Exercise data

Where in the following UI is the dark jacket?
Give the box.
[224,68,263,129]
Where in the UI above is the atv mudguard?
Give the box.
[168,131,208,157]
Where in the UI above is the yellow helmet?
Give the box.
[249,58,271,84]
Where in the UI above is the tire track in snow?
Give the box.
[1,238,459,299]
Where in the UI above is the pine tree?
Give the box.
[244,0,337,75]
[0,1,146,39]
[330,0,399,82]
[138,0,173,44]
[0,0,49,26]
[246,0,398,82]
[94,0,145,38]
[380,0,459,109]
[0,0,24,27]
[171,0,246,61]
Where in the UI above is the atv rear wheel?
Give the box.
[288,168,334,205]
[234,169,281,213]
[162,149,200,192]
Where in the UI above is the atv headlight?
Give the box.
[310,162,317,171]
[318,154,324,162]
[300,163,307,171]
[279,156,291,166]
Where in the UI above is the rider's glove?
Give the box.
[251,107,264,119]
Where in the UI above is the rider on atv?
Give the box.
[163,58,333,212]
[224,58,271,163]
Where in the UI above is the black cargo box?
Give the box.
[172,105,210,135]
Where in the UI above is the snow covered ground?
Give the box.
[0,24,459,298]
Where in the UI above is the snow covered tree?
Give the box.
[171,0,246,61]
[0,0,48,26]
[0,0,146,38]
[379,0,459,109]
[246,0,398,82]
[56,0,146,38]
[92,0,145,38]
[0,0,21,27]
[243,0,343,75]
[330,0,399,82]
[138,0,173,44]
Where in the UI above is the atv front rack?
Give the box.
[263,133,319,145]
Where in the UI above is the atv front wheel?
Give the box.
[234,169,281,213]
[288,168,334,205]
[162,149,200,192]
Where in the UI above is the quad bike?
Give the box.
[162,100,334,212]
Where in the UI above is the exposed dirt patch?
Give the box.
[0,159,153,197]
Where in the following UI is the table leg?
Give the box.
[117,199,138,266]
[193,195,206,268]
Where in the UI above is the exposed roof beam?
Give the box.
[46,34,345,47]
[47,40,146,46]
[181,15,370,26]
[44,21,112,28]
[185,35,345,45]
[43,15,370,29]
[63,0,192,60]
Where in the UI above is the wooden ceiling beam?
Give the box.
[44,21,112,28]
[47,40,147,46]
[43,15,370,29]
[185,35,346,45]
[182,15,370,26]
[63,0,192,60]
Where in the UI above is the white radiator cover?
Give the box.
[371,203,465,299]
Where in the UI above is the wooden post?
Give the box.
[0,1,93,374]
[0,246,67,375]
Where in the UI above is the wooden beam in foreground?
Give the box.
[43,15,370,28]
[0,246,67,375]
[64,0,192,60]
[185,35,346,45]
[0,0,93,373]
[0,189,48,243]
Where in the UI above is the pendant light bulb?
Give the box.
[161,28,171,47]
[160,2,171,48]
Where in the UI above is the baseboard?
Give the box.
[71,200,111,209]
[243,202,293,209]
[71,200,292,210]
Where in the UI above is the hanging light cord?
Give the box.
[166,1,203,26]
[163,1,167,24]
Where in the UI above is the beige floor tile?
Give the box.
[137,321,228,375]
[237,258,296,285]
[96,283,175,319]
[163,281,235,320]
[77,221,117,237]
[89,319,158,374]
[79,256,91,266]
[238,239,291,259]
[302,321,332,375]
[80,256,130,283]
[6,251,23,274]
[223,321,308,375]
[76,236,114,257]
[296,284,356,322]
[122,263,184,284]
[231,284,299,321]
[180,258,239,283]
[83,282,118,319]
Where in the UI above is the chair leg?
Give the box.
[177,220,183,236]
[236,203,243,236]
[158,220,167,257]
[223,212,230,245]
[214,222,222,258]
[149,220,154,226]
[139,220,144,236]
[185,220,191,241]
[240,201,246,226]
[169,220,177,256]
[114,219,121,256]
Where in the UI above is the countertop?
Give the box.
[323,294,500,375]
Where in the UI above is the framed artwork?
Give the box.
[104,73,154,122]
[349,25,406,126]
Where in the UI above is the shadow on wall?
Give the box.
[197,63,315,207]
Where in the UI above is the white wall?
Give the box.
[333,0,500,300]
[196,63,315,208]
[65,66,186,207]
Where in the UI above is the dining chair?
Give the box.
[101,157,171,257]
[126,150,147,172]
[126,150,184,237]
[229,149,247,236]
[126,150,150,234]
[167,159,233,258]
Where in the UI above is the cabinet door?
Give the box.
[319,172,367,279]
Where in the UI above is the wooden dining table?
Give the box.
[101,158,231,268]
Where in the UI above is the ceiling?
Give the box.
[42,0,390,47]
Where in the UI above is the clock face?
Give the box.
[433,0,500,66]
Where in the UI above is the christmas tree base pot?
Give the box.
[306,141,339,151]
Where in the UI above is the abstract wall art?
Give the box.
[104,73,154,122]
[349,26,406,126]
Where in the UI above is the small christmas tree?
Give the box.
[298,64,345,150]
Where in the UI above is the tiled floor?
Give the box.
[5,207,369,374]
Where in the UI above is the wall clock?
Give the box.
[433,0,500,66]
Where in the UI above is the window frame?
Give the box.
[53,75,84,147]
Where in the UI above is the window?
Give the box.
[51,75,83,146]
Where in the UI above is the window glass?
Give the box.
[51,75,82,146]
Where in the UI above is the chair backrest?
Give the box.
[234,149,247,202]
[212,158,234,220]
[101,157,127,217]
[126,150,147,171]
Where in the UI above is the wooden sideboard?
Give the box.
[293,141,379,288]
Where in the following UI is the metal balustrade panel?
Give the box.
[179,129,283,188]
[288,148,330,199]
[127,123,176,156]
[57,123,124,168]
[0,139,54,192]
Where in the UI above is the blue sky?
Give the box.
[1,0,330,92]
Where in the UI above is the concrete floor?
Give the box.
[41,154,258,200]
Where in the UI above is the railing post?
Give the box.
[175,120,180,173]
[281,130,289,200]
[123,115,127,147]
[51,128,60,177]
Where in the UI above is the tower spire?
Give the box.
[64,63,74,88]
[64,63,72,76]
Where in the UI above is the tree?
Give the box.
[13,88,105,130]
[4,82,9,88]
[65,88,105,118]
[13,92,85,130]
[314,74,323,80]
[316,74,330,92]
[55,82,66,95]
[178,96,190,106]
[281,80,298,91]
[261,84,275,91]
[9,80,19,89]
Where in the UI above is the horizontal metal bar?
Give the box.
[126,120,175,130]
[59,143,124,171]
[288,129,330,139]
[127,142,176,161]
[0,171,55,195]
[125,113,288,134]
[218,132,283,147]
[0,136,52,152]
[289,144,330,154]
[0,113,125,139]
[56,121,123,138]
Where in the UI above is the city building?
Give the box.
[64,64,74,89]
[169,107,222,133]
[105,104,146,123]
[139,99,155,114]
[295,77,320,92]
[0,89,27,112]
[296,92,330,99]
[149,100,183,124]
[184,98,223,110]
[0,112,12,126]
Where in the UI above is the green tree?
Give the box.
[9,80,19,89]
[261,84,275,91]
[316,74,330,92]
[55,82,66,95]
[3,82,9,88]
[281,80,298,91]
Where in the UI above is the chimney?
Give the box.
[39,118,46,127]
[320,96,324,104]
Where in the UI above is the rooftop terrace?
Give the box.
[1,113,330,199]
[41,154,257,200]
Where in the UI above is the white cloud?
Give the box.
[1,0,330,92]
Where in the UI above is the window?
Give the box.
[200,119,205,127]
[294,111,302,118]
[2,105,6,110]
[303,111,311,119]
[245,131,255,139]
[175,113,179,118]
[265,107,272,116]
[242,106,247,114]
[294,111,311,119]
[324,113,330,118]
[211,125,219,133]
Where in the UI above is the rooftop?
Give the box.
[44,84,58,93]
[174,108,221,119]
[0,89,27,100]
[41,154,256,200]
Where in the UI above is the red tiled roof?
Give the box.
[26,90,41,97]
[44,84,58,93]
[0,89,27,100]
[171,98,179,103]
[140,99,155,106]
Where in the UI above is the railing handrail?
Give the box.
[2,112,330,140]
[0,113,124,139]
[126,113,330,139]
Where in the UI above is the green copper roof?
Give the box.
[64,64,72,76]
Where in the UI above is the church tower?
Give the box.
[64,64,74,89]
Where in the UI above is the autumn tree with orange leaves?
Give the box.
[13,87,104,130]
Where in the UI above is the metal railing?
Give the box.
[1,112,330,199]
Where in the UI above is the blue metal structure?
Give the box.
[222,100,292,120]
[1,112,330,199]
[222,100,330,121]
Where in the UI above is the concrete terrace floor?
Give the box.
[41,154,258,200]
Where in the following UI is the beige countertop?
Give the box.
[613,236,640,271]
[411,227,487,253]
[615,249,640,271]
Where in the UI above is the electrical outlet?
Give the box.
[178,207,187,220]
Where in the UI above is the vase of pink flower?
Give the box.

Exercise objective
The reply should hold only the lines from the beginning of the listing to the line with "Where in the UI above is the pine tree?", both ends included, unchanged.

Response below
Where in the following UI is the dark jacket?
Give the box.
[224,68,263,129]
Where in the UI above is the atv mudguard?
Give the box.
[168,131,208,157]
Where in the UI above is the yellow helmet?
Give the box.
[249,58,271,84]
Where in the UI above is the tire track in snow?
Give the box.
[1,238,459,299]
Where in the UI above is the pine tree?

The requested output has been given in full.